PAGE EXCERPT:
▬▬▬▬▬▬▬▬▬▬

[532] in Kerberos
A collection of suggested changes to Kerberos.
daemon@TELECOM.MIT.EDU (Bill Sommerfeld)
Wed Nov 23 15:31:52 1988
From: Bill Sommerfeld <wesommer@ATHENA.MIT.EDU>
To: kerberos@ATHENA.MIT.EDU
On November 16th, there was a meeting in Apollo's headquarters in
Chelmsford of representatives of several sites, to discuss concerns
with the existing Kerberos protocol and implementation, and to suggest
changes which should be made and areas where further development is
necessary. This was intended as a preliminary meeting; as yet, there
is no committment from athena to include any or all of the suggested
changes, or address any of these issues, in a future release of
Kerberos.
[A number of discussions of some of these issues since the meeting
have uncovered problems with some of the suggested changes; comments
of this nature are enclosed in square brackets]
The following people attended:
John Kohl (MIT Athena/DEC) <jtkohl@athena.mit.edu>
Jennifer Steiner (MIT Athena) <steiner@athena.mit.edu>
Bill Sommerfeld (MIT Athena/Apollo) <wesommer@athena.mit.edu>
Joe Pato (Apollo) <pato@apollo.com>
Paul Leach (Apollo) <pjl@apollo.com>
Mike Kazar (CMU/ITC) <kazar+@andrew.cmu.edu>
Ted Anderson (CMU/ITC) <ota+@andrew.cmu.edu>
Todd Smith (IBM Austin) (no address available at this time).
Alex Rauous (UMich/CAEN) <rauous@caen.engin.umich.edu>
Paul Anderson (UMich/CAEN) <pha@caen.engin.umich.edu>
A large number of suggested changes were discussed. Some of these
changes are simple technical improvements (i.e., "hardening" the
ticket format better against tampering), while others represent
attempts to make Kerberos (both protocol and implementation) more
flexible and policy-free, which was viewed as necessary for acceptance
outside Athena. Many of these changes, if utilized by a site,
conceivably reduce security, but it was felt that the existing
Kerberos was too constrained and restrictive for acceptance (most
notably in the area of ticket lifetimes).
Issues for change were separated into "short term" and "long term".
Short term was defined as things which were practical to add in a
month or two of development (CMU and others want this in the next
release), while long term issues were things which had to be addressed
to get things right eventually.

▬▬▬▬▬▬▬▬▬▬

PROVIDED RECORDS:
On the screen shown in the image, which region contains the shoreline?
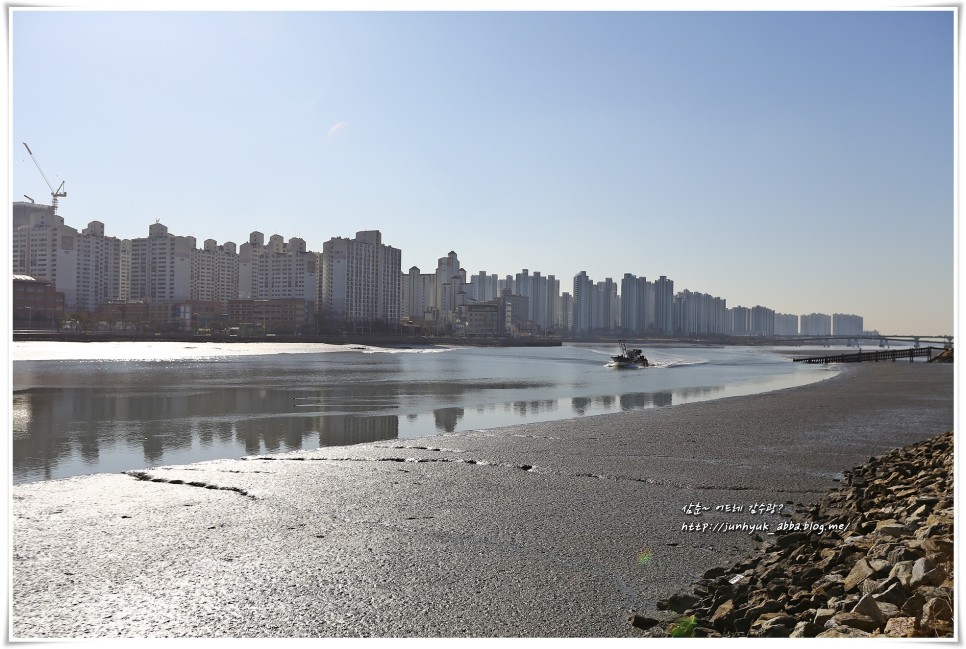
[11,363,953,638]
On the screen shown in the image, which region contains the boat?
[610,340,650,368]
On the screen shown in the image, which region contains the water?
[12,342,836,483]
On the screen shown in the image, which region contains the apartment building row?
[12,202,862,337]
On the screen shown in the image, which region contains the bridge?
[792,347,942,365]
[775,334,953,349]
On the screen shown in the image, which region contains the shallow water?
[12,342,837,482]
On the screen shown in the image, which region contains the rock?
[788,621,825,638]
[711,599,735,627]
[652,432,954,638]
[627,613,661,631]
[825,612,884,633]
[842,559,875,593]
[885,617,917,638]
[667,593,700,613]
[815,626,869,638]
[812,608,836,629]
[873,577,921,606]
[889,561,913,586]
[852,595,887,626]
[919,597,953,628]
[909,557,936,588]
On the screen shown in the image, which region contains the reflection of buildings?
[12,382,399,481]
[316,415,399,446]
[433,408,463,433]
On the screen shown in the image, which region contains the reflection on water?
[11,343,828,482]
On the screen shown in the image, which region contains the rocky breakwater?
[630,432,955,638]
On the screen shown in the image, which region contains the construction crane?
[23,142,67,216]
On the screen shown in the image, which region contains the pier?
[793,347,943,365]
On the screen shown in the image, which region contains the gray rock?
[842,558,875,593]
[852,595,888,625]
[825,612,884,633]
[815,626,870,638]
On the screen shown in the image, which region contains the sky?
[8,8,958,335]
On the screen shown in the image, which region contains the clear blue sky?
[10,10,955,334]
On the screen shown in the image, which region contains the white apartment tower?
[11,202,77,311]
[76,221,130,311]
[320,230,402,323]
[130,222,195,302]
[238,232,320,310]
[191,239,239,302]
[433,250,466,319]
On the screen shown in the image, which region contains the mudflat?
[11,362,954,639]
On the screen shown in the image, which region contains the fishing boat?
[610,340,649,368]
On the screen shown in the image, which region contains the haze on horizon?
[8,8,956,335]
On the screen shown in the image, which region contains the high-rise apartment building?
[620,273,648,335]
[130,222,195,302]
[74,221,130,312]
[654,275,674,335]
[466,270,500,302]
[728,306,751,336]
[238,232,320,312]
[320,230,400,324]
[775,313,798,336]
[191,239,240,304]
[11,202,77,311]
[749,305,775,336]
[573,270,594,336]
[801,313,832,336]
[832,313,864,336]
[674,289,728,336]
[400,266,436,322]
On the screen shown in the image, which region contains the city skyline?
[13,201,876,336]
[11,10,955,334]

▬▬▬▬▬▬▬▬▬▬

TASK INSTRUCTIONS:
1/ Answer these from the Kerberos meeting message:
(a) Where and on what date was the meeting held?
(b) What affiliation is listed for Mike Kazar?
(c) How was "short term" defined?
2/ Reproduce the Kerberos meeting message from "Alex Rauous (UMich/CAEN)" to "of ticket lifetimes).".

ANSWERS BELOW:
1/
(a) At Apollo's headquarters in Chelmsford, on November 16th.
(b) CMU/ITC.
(c) Things that were practical to add in a month or two of development.

2/
Alex Rauous (UMich/CAEN) <rauous@caen.engin.umich.edu>
Paul Anderson (UMich/CAEN) <pha@caen.engin.umich.edu>
A large number of suggested changes were discussed. Some of these
changes are simple technical improvements (i.e., "hardening" the
ticket format better against tampering), while others represent
attempts to make Kerberos (both protocol and implementation) more
flexible and policy-free, which was viewed as necessary for acceptance
outside Athena. Many of these changes, if utilized by a site,
conceivably reduce security, but it was felt that the existing
Kerberos was too constrained and restrictive for acceptance (most
notably in the area of ticket lifetimes).